GEGEBENER TEXT:
........
Was sich hier Straße nennt ist mehr eine Schlaglochpiste. Bernd kann aufpassen so viel er will, irgendwo auf den 260 Kilometern Tagesleistung rasseln wir doch in das eine oder andere Loch. Es grenzt schon an ein Wunder, das wir dennoch einigermaßen heil in Ashgabat, der 860.000 Einwohner zählenden Hauptstadt Turkmenistans ankommen. Schon bei der Stadteinfahrt kommen wir aus dem Staunen nicht heraus. Breite gepflegte Straßen, moderne aus weißem Marmor errichtete Häuser so weit wie wir sehen können. Unser Stellplatz für die nächsten Tage ist der großzügige Parkplatz des Lacin Hotels.
Die schöne und klimatisierte Hotelhalle dient mir als Zufluchtsstätte, während Bernd noch einmal einen leider erfolglosen Versuch in einer Werkstatt startet. Außer ein paar Kleinigkeiten, die wir der Rüttelpiste zu verdanken haben, ist wegen der immer noch fehlenden Ersatzteile keine weitere Reparatur möglich.
Ashgabat wurde 1948 bei einem Erdbeben der Stärke 9 fast vollständig zerstört. 110.000 Menschen fanden den Tod und die Stadt war 5 Jahre lang Sperrgebiet. Danach wurde sie „modern“ wieder aufgebaut und hat an historischen Gebäuden nichts mehr zu bieten. Es reicht also eine Rundfahrt mit dem Bus um einen Überblick über all die prächtigen Marmorbauten (Turkmenistan soll der weltgrößte Abnehmer von Carrara-Marmor sein), die vielen Denkmäler und üppigen Wasserspiele zu bekommen.
Das ganze Stadtbild ist geprägt von dem etwas gewöhnungsbedürftigen Personenkult um den 2006 verstorbenen Staatspräsidenten Saparmurad Nijasow, genannt Beyik Turkmenbashi ( Großer Vater aller Turkmenen). Kaum ein offizielles Gebäude das nicht mit einem Konterfei oder einer Statue von ihm geschmückt ist. Straßen und Plätze sind nach ihm benannt und auch der Monat Januar. So steht er selbst beim Denkmal für die Achal-Tekkiner Pferde, im Vordergrund.
........
BEREITGESTELLTE DATEN:
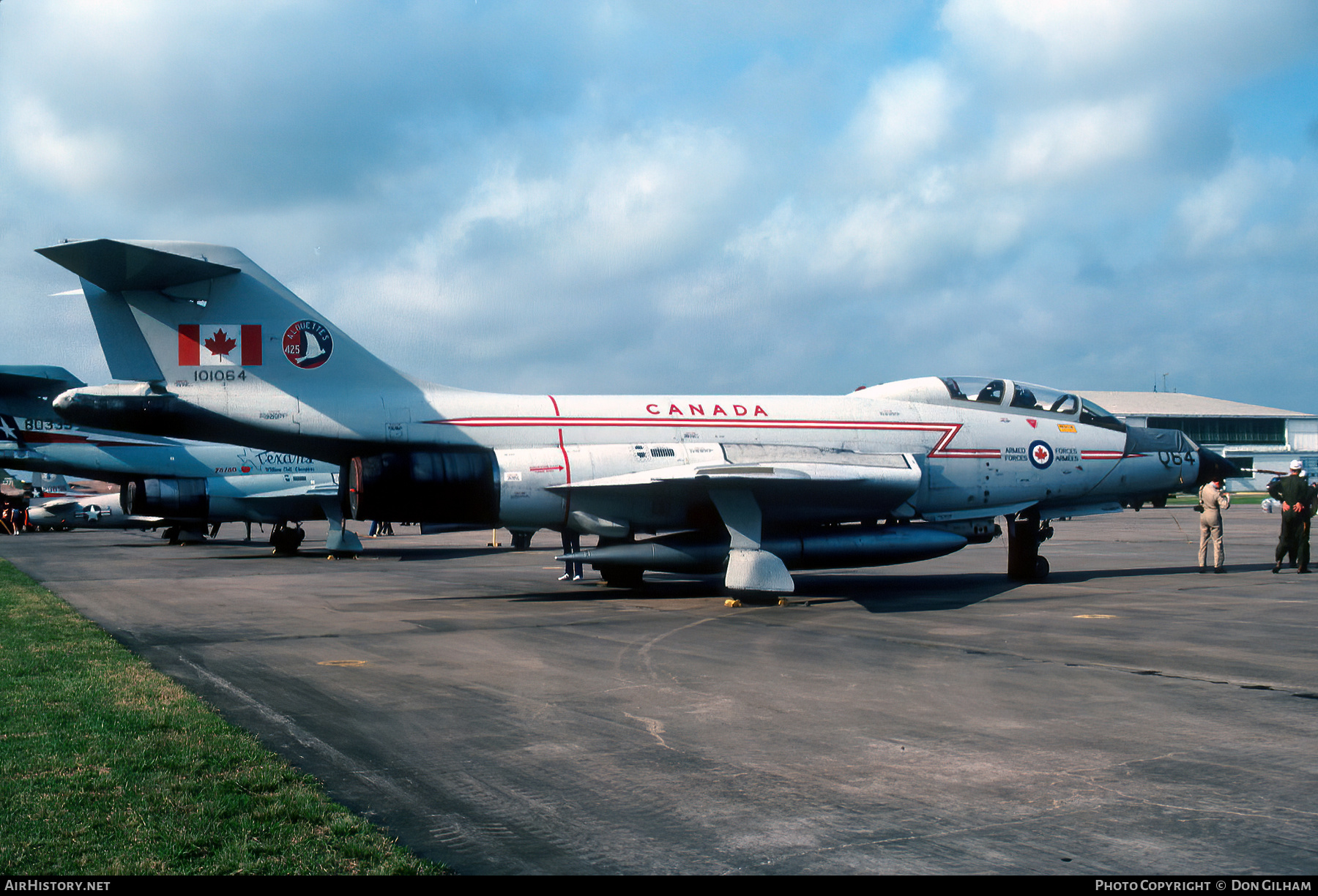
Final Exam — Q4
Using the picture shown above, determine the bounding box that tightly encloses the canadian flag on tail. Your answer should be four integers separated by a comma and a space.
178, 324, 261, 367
........
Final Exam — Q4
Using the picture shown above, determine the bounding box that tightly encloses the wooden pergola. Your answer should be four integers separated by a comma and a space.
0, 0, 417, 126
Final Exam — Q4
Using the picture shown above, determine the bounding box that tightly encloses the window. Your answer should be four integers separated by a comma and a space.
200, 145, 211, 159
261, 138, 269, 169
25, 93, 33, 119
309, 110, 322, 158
........
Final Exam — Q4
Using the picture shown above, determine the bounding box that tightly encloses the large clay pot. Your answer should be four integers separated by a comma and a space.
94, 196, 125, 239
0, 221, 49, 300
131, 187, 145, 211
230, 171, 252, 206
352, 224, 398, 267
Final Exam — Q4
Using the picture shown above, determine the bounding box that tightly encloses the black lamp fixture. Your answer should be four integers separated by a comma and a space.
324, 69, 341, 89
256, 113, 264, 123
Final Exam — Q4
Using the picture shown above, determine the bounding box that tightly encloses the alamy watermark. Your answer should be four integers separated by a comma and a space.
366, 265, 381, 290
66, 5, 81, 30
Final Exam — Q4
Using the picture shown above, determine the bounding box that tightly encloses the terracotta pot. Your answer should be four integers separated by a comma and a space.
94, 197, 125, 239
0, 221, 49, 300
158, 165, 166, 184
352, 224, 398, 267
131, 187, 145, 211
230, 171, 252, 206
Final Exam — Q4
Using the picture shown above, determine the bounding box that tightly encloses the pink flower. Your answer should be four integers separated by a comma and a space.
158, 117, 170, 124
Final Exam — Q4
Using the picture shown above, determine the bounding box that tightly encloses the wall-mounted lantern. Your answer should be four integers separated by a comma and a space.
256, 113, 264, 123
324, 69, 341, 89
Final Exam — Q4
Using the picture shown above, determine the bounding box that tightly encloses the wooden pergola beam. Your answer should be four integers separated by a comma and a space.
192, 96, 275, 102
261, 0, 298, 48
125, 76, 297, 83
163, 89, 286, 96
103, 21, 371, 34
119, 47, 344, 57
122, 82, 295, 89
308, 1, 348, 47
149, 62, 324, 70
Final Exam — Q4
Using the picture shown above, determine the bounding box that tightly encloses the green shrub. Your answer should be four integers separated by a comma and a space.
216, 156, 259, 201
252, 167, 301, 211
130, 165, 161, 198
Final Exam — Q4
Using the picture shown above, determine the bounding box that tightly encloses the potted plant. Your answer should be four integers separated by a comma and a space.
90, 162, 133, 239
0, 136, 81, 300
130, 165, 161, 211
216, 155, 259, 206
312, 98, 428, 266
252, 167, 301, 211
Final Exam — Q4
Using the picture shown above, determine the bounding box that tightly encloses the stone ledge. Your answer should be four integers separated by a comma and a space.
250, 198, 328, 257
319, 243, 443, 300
........
DEINE AUFGABE: In welchem Jahr wurde Ashgabat laut dem Text durch ein Erdbeben fast vollständig zerstört? Stütze dich dabei nur auf den Text.

ERGEBNIS: Im Jahr 1948.